* ОТРЫВОК
--------------------------------------------------

Служащий зоопарка съездил на станцию Тундра и заказал там ненцам, чтобы они в субботу к поезду привели оленей и привезли ягель. Надо собираться домой. Грузим на полок клетку с медведем, птиц и свое имущество. Повар (жалко, что забыл его имя) дарит нам собачку лайку. Небольшая беленькая лаечка, пушистая, с черными глазками и черным носиком нам очень понравилась. Она оказалась необыкновенно умной, ласковой и преданной.
Тепло прощаемся с поваром. Везем через город наш зверинец и будоражим весь город. Мишка, по-видимому, не был расположен покидать губернаторский сад и ехать куда-то в неведомые страны, он так громко выражал свой протест диким ревом, что жители города выскакивали из своих домов, с испугом спрашивая: «Что случилось?» Мишка ревел всю дорогу до парохода и только там затих.
Я думаю, что вид широкого водяного простора напомнил ему Белое море, детство, дорогую маму…
Сложили свой багаж на палубе, и, к нашему удивлению, лаечка без привязи улеглась на наших вещах и никого чужого не подпускала. Пересели в поезд. На станции Тундра купили семь оленей, ягель и покатили дальше.
Неожиданно в Вологде наш вагон со зверьем отцепили, и нам пришлось спешно выходить из своего купе, спорить с железнодорожным начальством и сидеть в товарном вагоне с мишкой и оленями, ожидая, когда нас прицепят к поезду.
Нас прицепили к товарному, и мы поехали до Москвы в теплушке, в которой стояла посередине железная печка. От этой печи шел адский жар, а от стен задувал морозный ветерок. Почему нас отцепили от поезда, мы так и не узнали.
В нашем вагоне стояла клетка с совами. Это были лесные ушастые совы и неясыти. Днем они сидели дружно на жердочке плечом к плечу, а ночью… а ночью одна из лесных сов исчезала! Прошло в дороге две ночи, и двух сов не стало.
Наконец Москва. Мы сдали в зоосад свой живой груз и усталые и грязные, но очень довольные вернулись домой.
У МЕНЗБИРА
Сижу в кабинете Мензбира и рисую со шкурок рябков.
Как я попал в кабинет Мензбира, я не могу вспомнить, думаю, что через журнал «Семья охотников».
Михаил Александрович Мензбир — профессор с мировым именем, очень требовательный и строгий. В этом же кабинете работает профессор Петр Петрович Сушкин, человек грубоватый, но ко мне они оба относились дружелюбно и ласково. Я тогда был еще совсем юный, и рисовать со шкурок мне было впервые, но и тогда у меня было какое-то инстинктивное чувство формы животных, и я довольно удачно придавал шкуркам формы живых птичек и сажал их в их родной пейзаж.

--------------------------------------------------

* ВЫДЕРЖКИ ИЗ ДАННЫХ
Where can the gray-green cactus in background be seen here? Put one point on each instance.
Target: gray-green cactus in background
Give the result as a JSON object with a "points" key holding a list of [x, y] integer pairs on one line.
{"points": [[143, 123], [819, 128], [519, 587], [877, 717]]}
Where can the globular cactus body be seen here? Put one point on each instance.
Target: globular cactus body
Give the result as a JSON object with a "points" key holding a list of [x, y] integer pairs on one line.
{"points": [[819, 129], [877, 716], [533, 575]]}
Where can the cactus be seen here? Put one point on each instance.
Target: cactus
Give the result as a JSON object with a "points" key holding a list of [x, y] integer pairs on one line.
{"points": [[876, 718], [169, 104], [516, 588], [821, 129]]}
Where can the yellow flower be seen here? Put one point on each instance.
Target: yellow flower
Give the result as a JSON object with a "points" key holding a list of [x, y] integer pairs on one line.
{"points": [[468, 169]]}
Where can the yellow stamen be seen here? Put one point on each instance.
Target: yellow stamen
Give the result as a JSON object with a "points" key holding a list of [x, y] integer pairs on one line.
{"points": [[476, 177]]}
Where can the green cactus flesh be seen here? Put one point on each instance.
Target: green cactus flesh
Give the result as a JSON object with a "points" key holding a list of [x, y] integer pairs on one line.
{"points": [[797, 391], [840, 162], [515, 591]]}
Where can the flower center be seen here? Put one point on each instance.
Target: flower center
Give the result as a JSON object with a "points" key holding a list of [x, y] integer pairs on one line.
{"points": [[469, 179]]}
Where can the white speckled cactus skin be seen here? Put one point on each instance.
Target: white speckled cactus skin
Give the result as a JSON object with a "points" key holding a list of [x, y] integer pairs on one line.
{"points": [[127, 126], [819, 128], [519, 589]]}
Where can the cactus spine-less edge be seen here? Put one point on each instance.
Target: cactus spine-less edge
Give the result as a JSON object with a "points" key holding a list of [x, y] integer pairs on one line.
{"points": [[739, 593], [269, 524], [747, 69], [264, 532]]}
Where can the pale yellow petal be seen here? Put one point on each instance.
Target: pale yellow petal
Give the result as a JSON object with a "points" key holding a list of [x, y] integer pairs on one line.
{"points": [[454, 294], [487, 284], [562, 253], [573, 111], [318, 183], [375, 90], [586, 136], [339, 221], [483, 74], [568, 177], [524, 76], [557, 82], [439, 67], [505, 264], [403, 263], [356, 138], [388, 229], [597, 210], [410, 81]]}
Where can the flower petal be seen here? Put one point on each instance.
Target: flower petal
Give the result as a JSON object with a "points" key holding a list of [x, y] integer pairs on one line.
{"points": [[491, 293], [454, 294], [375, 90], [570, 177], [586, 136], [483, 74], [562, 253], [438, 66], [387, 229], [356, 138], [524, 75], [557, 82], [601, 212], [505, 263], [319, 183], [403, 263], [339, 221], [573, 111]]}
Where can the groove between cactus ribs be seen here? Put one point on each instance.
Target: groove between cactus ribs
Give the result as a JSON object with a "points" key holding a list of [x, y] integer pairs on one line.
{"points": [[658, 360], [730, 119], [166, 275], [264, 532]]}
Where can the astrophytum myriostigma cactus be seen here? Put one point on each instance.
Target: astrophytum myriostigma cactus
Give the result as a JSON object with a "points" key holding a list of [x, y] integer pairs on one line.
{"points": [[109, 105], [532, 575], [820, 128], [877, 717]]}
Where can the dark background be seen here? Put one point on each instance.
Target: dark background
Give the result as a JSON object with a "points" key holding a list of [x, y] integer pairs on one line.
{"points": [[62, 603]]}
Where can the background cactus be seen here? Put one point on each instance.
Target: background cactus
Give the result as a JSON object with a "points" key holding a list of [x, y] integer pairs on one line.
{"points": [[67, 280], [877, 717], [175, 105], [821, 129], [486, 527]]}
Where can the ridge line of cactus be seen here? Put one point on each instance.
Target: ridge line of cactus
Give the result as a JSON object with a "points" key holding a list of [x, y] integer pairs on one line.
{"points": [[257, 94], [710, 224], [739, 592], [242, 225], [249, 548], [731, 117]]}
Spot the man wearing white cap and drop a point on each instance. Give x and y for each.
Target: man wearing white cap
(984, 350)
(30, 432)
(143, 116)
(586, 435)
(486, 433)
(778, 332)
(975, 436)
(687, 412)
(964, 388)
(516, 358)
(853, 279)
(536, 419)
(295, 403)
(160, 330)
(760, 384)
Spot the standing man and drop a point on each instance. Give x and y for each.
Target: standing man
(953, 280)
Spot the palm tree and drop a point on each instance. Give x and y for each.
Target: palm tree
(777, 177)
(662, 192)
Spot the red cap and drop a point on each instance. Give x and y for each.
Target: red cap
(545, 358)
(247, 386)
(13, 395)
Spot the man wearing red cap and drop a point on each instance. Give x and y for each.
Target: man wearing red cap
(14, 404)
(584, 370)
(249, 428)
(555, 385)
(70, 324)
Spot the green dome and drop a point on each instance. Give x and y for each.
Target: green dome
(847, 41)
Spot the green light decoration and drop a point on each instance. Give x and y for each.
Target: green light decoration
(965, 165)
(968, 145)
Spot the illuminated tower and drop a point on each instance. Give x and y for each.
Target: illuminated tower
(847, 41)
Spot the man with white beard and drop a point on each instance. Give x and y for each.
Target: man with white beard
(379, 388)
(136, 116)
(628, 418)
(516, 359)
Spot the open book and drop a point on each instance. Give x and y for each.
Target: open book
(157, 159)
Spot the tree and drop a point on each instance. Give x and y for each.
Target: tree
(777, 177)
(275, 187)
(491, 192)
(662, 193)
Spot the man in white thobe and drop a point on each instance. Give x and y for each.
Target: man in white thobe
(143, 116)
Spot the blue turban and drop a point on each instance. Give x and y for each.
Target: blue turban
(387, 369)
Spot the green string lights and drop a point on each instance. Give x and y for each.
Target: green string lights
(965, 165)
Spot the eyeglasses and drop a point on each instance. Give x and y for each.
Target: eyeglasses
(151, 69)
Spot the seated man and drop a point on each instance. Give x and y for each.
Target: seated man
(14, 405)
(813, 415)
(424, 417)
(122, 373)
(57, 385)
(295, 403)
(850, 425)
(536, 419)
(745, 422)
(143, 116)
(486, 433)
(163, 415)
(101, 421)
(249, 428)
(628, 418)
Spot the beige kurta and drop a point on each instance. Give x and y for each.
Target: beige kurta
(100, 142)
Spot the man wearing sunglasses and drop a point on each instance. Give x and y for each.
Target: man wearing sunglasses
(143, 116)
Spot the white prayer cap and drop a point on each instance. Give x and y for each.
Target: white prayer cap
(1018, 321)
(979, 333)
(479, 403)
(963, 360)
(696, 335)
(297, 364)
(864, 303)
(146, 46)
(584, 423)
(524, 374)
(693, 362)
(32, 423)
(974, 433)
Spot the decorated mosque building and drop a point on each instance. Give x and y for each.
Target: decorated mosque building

--------------------------------------------------

* ЗАДАНИЕ 1
Какую собаку, согласно отрывку, повар подарил перед отъездом домой?
* ЗАДАНИЕ 2
Определите, соответствуют ли отрывку следующие утверждения, и подтвердите каждый ответ точной цитатой:
(a) медведь ревел всю дорогу до парохода;
(b) на станции Тундра было куплено десять оленей;
(c) причину, по которой вагон отцепили, путешественникам объяснили.
* ЗАДАНИЕ 3
Перечислите все географические названия (станций, морей, городов), упомянутые в отрывке.

* ПОЛНЫЙ ОТВЕТ 1
Собачку лайку: небольшую беленькую пушистую лаечку с черными глазками и черным носиком.

* ПОЛНЫЙ ОТВЕТ 2
(a) Да: «Мишка ревел всю дорогу до парохода и только там затих».
(b) Нет: «На станции Тундра купили семь оленей, ягель и покатили дальше».
(c) Нет: «Почему нас отцепили от поезда, мы так и не узнали».

* ПОЛНЫЙ ОТВЕТ 3
Станция Тундра, Белое море, Вологда, Москва.